→ Provided information
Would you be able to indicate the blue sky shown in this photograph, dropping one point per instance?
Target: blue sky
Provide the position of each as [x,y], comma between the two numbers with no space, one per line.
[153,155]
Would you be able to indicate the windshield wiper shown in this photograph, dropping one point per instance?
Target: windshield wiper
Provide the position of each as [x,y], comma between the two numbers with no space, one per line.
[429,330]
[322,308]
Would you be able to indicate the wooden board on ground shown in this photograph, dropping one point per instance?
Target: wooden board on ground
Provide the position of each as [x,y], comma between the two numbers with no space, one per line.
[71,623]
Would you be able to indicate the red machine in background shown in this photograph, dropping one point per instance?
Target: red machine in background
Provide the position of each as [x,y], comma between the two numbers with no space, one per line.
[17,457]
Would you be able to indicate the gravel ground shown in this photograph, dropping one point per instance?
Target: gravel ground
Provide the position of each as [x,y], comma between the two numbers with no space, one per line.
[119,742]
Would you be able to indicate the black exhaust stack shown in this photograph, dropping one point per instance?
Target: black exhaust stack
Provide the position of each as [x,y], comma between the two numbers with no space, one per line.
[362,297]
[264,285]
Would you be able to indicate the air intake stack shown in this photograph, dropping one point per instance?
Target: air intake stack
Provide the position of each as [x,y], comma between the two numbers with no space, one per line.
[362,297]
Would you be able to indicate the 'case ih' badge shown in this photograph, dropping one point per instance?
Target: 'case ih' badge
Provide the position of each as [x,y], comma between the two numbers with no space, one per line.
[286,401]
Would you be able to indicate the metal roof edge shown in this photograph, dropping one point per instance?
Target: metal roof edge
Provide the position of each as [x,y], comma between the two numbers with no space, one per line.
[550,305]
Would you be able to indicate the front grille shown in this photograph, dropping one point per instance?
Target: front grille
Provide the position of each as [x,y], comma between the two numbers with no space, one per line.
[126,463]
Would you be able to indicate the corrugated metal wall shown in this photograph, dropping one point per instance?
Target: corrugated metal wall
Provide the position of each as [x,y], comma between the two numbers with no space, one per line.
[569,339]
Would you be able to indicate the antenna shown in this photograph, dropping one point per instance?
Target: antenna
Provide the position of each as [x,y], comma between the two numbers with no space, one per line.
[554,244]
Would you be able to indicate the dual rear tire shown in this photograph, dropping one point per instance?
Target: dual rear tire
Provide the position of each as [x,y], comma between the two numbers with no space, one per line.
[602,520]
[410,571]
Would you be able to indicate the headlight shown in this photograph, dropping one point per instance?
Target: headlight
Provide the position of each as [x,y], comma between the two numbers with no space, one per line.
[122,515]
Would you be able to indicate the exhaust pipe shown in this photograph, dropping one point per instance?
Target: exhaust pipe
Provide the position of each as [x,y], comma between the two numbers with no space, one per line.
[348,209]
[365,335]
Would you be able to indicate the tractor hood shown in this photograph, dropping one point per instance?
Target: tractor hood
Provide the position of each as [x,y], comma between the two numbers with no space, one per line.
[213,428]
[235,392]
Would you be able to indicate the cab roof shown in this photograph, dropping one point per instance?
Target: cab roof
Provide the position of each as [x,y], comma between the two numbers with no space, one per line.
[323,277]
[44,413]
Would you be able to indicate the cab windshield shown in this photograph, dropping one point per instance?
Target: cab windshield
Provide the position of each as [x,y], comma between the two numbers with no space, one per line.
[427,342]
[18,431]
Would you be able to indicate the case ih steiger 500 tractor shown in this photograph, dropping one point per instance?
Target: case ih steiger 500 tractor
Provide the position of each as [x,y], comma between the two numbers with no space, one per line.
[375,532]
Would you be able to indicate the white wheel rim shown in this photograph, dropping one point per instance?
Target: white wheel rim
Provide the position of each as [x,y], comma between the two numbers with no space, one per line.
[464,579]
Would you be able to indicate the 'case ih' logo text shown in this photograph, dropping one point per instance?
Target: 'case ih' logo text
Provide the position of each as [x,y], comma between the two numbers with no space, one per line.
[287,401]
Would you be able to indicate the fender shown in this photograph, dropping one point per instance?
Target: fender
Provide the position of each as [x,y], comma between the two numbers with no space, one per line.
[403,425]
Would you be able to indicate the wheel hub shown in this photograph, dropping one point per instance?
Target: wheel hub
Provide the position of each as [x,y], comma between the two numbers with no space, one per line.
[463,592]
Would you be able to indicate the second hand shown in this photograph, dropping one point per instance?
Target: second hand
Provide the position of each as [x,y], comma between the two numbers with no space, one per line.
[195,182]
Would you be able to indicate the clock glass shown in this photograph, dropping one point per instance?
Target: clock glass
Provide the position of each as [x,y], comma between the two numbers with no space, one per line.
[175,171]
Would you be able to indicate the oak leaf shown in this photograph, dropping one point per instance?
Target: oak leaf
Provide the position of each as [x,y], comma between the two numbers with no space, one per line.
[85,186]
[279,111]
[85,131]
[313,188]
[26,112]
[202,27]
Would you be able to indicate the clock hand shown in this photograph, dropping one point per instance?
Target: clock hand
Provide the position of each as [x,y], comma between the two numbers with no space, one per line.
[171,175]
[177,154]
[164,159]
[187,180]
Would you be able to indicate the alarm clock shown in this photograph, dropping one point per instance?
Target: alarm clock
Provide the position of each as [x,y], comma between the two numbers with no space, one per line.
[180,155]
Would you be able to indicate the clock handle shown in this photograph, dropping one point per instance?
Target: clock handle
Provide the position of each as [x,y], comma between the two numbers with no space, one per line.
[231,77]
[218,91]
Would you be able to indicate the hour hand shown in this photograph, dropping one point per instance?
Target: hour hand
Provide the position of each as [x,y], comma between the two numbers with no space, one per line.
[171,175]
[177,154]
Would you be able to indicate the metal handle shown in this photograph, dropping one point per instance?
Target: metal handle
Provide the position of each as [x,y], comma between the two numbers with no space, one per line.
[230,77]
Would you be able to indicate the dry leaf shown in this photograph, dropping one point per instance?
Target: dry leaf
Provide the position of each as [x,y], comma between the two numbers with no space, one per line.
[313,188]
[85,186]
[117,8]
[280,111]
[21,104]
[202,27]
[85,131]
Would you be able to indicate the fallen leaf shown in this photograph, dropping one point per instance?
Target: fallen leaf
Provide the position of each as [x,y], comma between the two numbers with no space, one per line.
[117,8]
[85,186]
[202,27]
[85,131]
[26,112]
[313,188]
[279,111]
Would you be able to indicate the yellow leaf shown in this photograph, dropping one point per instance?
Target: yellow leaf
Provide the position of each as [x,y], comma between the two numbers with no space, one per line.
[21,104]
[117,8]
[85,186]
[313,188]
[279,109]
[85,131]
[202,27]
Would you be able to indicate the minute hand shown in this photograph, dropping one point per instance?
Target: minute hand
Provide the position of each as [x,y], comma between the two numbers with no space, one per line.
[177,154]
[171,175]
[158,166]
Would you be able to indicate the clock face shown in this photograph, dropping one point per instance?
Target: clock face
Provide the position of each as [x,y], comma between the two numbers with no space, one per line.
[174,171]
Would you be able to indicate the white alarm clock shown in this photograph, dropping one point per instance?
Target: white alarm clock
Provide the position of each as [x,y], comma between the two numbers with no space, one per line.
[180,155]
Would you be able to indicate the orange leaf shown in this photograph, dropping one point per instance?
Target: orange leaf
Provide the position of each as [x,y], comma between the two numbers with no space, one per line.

→ About this exercise
Go through the data line by line and work out how many lines contain "blue". Give only that number.

→ Task output
2